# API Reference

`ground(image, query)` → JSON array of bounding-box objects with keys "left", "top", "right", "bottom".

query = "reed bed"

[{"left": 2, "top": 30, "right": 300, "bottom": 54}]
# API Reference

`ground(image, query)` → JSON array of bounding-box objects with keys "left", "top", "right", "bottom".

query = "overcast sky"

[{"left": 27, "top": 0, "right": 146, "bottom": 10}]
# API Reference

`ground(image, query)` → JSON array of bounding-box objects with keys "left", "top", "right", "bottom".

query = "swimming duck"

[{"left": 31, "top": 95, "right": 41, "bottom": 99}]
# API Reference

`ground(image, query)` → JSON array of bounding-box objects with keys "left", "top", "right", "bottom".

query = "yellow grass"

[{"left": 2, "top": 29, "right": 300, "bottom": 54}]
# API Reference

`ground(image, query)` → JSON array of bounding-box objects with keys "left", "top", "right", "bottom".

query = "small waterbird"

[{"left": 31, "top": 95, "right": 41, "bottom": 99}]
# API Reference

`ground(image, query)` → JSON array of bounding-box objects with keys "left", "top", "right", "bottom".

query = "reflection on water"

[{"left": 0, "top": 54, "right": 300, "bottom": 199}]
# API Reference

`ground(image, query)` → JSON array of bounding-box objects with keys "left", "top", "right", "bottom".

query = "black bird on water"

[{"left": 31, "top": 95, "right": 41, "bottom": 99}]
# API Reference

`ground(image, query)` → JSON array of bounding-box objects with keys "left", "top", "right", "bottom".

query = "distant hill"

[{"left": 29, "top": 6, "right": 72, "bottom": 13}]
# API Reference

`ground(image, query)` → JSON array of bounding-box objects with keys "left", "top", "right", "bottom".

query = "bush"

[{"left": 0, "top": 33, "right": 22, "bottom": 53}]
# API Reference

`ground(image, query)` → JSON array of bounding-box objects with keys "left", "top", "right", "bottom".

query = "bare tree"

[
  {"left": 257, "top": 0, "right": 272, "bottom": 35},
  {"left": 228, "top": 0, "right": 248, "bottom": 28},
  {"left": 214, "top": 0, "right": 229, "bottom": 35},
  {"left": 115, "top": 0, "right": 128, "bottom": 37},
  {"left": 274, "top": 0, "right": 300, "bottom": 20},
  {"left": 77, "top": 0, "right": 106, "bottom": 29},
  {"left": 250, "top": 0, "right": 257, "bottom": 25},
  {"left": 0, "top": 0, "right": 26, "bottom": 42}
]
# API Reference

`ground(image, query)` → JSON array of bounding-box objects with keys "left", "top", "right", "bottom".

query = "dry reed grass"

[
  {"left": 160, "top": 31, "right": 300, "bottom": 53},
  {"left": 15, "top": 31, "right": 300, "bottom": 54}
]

_PROMPT_
Your task is to output all of the data above word for word.

_TASK RESPONSE_
# API Reference

`ground(image, query)` → JSON array of bounding-box objects with keys "left", "top", "right", "bottom".

query = "reed bed"

[{"left": 2, "top": 30, "right": 300, "bottom": 54}]
# API Reference

`ground(image, query)` → JSON array of bounding-box objects with keys "left", "top", "right", "bottom".

query = "overcast sky"

[{"left": 27, "top": 0, "right": 146, "bottom": 10}]
# API Reference

`ground(image, query)` → JSON array of bounding-box objects with keys "left", "top", "right", "bottom".

query = "swimming duck"

[{"left": 31, "top": 95, "right": 41, "bottom": 99}]
# API Reference

`ground(image, query)` → JSON array of bounding-box objects with keys "left", "top", "right", "bottom".

query = "yellow grass"

[{"left": 2, "top": 29, "right": 300, "bottom": 54}]
# API Reference

`ground(image, query)` → JSON array of bounding-box objects with keys "left", "top", "right", "bottom".

query = "small waterbird"

[{"left": 31, "top": 95, "right": 41, "bottom": 99}]
# API Reference

`ground(image, query)` → JSON array of bounding-box objects with keys "left", "top", "right", "bottom".

query = "reflection on water"

[{"left": 0, "top": 54, "right": 300, "bottom": 199}]
# API Reference

`ground(image, query)` → JSON array of bounding-box objects with keys "left", "top", "right", "bottom".

query = "black bird on water"

[{"left": 31, "top": 95, "right": 41, "bottom": 99}]
# API Reference

`ground(image, query)` → JSON array of bounding-box objects with keys "left", "top", "right", "bottom".

query = "distant hill"

[{"left": 29, "top": 6, "right": 72, "bottom": 13}]
# API Reference

`ground(image, query)` → JSON array of bounding-box objects with keys "left", "top", "right", "bottom".

query = "bush"

[{"left": 0, "top": 33, "right": 22, "bottom": 53}]
# API Reference

`ground(image, query)` → JSON array of bounding-box objects with keys "left", "top", "right", "bottom".

query = "bare tree"

[
  {"left": 257, "top": 0, "right": 272, "bottom": 35},
  {"left": 228, "top": 0, "right": 248, "bottom": 28},
  {"left": 214, "top": 0, "right": 229, "bottom": 35},
  {"left": 115, "top": 0, "right": 128, "bottom": 37},
  {"left": 274, "top": 0, "right": 300, "bottom": 20},
  {"left": 77, "top": 0, "right": 106, "bottom": 29},
  {"left": 250, "top": 0, "right": 257, "bottom": 25},
  {"left": 0, "top": 0, "right": 26, "bottom": 42}
]
# API Reference

`ground(image, query)` → JSON array of bounding-box objects with keys "left", "top", "right", "bottom".

query = "dry reed grass"

[
  {"left": 160, "top": 31, "right": 300, "bottom": 53},
  {"left": 15, "top": 31, "right": 300, "bottom": 54}
]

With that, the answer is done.